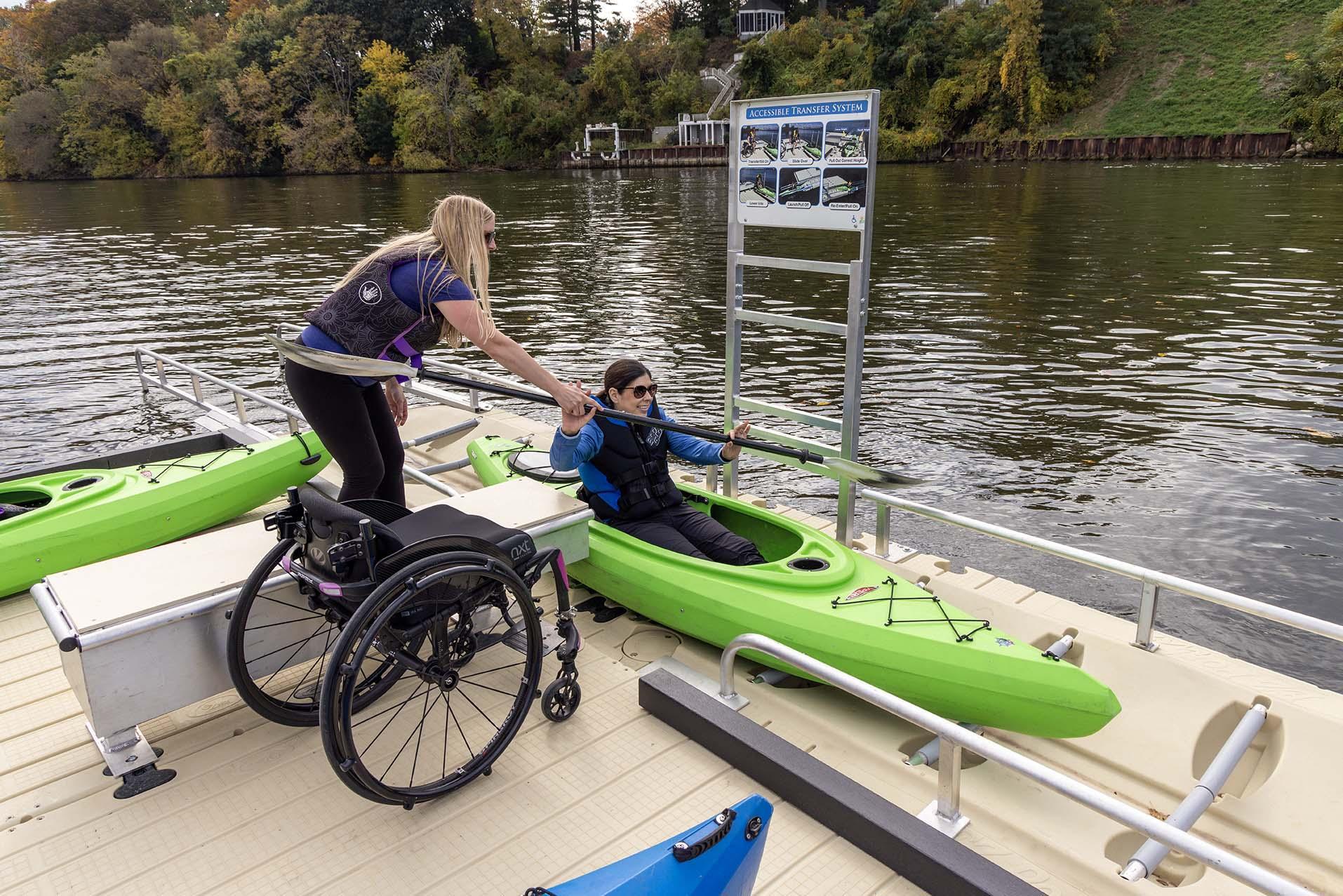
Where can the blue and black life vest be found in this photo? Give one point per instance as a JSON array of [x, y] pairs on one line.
[[634, 460], [368, 319]]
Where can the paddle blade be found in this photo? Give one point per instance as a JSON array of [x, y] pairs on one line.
[[868, 474], [336, 363]]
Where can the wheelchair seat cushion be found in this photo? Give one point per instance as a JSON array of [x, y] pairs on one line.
[[443, 521]]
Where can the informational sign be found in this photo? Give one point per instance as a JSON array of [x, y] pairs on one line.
[[805, 161]]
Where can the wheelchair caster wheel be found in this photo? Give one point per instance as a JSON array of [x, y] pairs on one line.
[[561, 699]]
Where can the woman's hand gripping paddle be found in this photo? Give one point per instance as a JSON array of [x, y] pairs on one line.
[[355, 366]]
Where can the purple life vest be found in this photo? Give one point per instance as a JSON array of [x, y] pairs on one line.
[[368, 319]]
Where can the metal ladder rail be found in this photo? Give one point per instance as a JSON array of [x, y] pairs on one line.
[[852, 330], [1153, 580], [946, 809], [292, 415]]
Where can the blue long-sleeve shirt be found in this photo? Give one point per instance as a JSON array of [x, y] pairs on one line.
[[570, 452]]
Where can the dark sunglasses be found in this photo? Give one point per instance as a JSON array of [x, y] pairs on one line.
[[640, 392]]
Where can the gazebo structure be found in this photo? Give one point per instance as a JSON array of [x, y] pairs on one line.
[[759, 16]]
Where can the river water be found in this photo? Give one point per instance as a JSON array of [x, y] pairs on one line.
[[1143, 361]]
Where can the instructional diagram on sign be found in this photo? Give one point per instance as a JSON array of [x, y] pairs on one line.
[[805, 163]]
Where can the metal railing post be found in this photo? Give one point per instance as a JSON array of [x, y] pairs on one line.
[[1156, 578], [1147, 615], [140, 373], [944, 812], [952, 738]]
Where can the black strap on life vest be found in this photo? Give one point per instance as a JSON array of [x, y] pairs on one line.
[[636, 468]]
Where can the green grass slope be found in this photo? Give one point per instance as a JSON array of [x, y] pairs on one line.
[[1198, 67]]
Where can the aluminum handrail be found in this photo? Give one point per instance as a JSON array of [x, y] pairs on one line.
[[1116, 810], [236, 390], [239, 393], [1151, 580], [70, 640]]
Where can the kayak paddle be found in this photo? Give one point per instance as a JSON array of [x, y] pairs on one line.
[[375, 368]]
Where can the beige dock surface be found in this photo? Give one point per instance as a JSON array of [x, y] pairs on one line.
[[257, 809]]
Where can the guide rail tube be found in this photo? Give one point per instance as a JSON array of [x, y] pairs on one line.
[[1201, 850]]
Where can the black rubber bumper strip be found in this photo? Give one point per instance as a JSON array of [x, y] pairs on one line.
[[908, 847]]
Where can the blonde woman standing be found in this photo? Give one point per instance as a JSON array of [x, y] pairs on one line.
[[398, 302]]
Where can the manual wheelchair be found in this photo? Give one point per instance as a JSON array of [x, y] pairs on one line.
[[432, 610]]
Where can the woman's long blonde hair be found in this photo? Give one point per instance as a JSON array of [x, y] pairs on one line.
[[457, 236]]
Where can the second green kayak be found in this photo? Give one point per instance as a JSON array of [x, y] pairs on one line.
[[65, 519], [836, 605]]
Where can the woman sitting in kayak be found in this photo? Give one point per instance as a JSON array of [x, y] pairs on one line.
[[396, 302], [624, 471]]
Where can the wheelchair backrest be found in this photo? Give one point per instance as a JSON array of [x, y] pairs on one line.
[[330, 523]]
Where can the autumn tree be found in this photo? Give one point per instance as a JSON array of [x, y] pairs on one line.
[[1020, 74]]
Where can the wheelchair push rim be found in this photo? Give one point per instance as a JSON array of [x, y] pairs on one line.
[[467, 687], [280, 646]]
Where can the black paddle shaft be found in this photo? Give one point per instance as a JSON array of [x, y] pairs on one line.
[[465, 382]]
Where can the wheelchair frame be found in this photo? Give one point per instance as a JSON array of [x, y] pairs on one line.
[[396, 591]]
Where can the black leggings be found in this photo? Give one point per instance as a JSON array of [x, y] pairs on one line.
[[693, 534], [356, 426]]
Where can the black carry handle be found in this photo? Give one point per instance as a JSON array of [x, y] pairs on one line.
[[684, 852]]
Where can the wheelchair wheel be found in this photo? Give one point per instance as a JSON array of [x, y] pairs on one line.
[[470, 683], [561, 699], [279, 648]]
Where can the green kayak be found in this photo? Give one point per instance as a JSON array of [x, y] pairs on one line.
[[60, 520], [834, 603]]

****

- **TASK REQUIREMENTS**
Output the lines above in full and exactly. Leave out every picture.

- **RESULT**
Where can the blue and black life vest be found in this photo? Give one point per instance as a JSON array of [x, y] pairs on one line.
[[634, 460], [368, 319]]
Where can the paddle blade be found in this photo? Give one point per instance as a JSON array of [x, y] pairs on one line.
[[868, 474], [336, 363]]
Where can the wheelchair seat cushion be found in this photo? Give one point per instance as a JSON array of [x, y] pairs on one line.
[[443, 521]]
Where can the informational sign be found in this photo? Give one point per instance as a JSON array of [x, y] pairs on one line.
[[805, 161]]
Where can the wheelchair caster wheel be found in this photo? Give one point per instance as a JSON array of [x, y] pairs on one line.
[[561, 699]]
Where can the woman's hand gripping paddle be found in this photo? Give one point per instance as a JSON array of [x, y] pairs on one line.
[[355, 366]]
Where can the purple life vest be found in this photo? Give one point per instance as a JSON array of [x, y] pairs on one line.
[[368, 319]]
Where can the metal ladder rail be found in this photo? Give one point per instance as a JSON array of [x, y] pairs on one line.
[[852, 330], [1153, 580], [946, 809], [292, 415]]
Where can the blue long-sleeve shirt be found in this photo? Give one point per instance as a JSON array of [x, y] pairs on one line.
[[570, 452]]
Where can the dark sunglasses be found in this photo? Give one point per instance as a JSON array of [x, y] pairs on one line.
[[640, 392]]
Where can the gazebo structure be found in this photo? Give one point per instance as a JSON array of [x, y] pairs on one line.
[[759, 16]]
Where can the river water be found in this photo? Give one point per instance as a JSON array of [x, y] pairs on one line.
[[1143, 361]]
Where can the instructional diagram on sign be found in this photo? Give one point per instance as a JSON array of [x, y] pairs on one line.
[[805, 163]]
Where can the metal railing post be found in this photo? Give one point per instance as a JSON array of [x, y] pairs on one line.
[[1156, 578], [1147, 615], [140, 373], [944, 812], [952, 738]]
Where can the black strap on life vest be found in this photo? Give one point per instance as a JSON array of [x, y] pairs on one line.
[[636, 468]]
Where can the green grass slope be found in this photo? Give one point per instance as a JSON array of [x, y] pairs on one line.
[[1198, 67]]
Where can the aluminum handrail be found in this photo? Give one point per instance as a JSON array of [x, y] pairs on one line.
[[1116, 810], [236, 390], [239, 393], [1151, 580], [70, 640]]
Where can the kayak paddle be found in this photo? Give one point per instance as a JSON array of [x, y] pairs on one line.
[[375, 368]]
Where can the beige dock surface be found in this photo? Give one point per instance as a JSON array of [x, y] pairs on one line.
[[257, 809]]
Where can the guide rail tube be found in this photo? Give one point per instance as a JSON array of [x, y] pairs on one line.
[[1201, 850]]
Where can the black rubber bumper strip be found in this photo? Give one point per instance as a JSON array of [x, y] pairs on one line.
[[908, 847]]
Where can the blonde woman standing be found in this photo? Give one point per instance as a JSON array of [x, y] pairs on one line.
[[398, 302]]
Where can the manual wheelchair be found in this photo? Give one point per instance as a JSON array of [x, y] pairs on one line.
[[432, 610]]
Where can the woman's long blonde hair be found in this photo? Give one point per instance as a JSON array of [x, y] pairs on one line.
[[457, 236]]
Where can the second green kayak be found in this photo? Give one point per instance as a JSON array of [x, y] pairs on one line.
[[65, 519], [836, 605]]
Where can the woman sitting in kayak be found in this photo? Give one point per instance as a JSON array of [x, y] pairs on one line.
[[396, 302], [624, 471]]
Where can the wheelchair backrest be found in this photo? Give one point per instance as a JSON array of [x, y] pairs on one line.
[[330, 523]]
Where can the autumn tree be found in this photo? Give one point per instance as a JSON array of [x, y] pairs on one line.
[[1020, 74]]
Where can the wheelchair push rim be found in this photo? Give one point per instance as a JSON array of [x, y] pairs on one line.
[[467, 687], [280, 646]]
Where can the black paddle shaft be found in this photo? Give one point per instance as a JSON array of [x, y] pairs on one line.
[[465, 382]]
Where can the wheelchair frame be found in this photo? Give one point per instance as a JSON array of [x, y] pairs on one line.
[[396, 591]]
Where can the black leggings be found in this photo? Give one point per instance as a JSON array of [x, y] pairs on one line.
[[693, 534], [356, 426]]
Where can the black carry handle be found in this photo? Give one point per instance as a JSON array of [x, y] pairs on one line.
[[684, 852]]
Where can the wheelchair wheel be found in this photo? Give one point per instance as a JSON array of [x, y] pairs on one line.
[[470, 683], [561, 699], [279, 648]]
Where can the green kayak be found in this photo? Give one point per instance as a JSON array of [x, y] pairs on one line.
[[60, 520], [834, 603]]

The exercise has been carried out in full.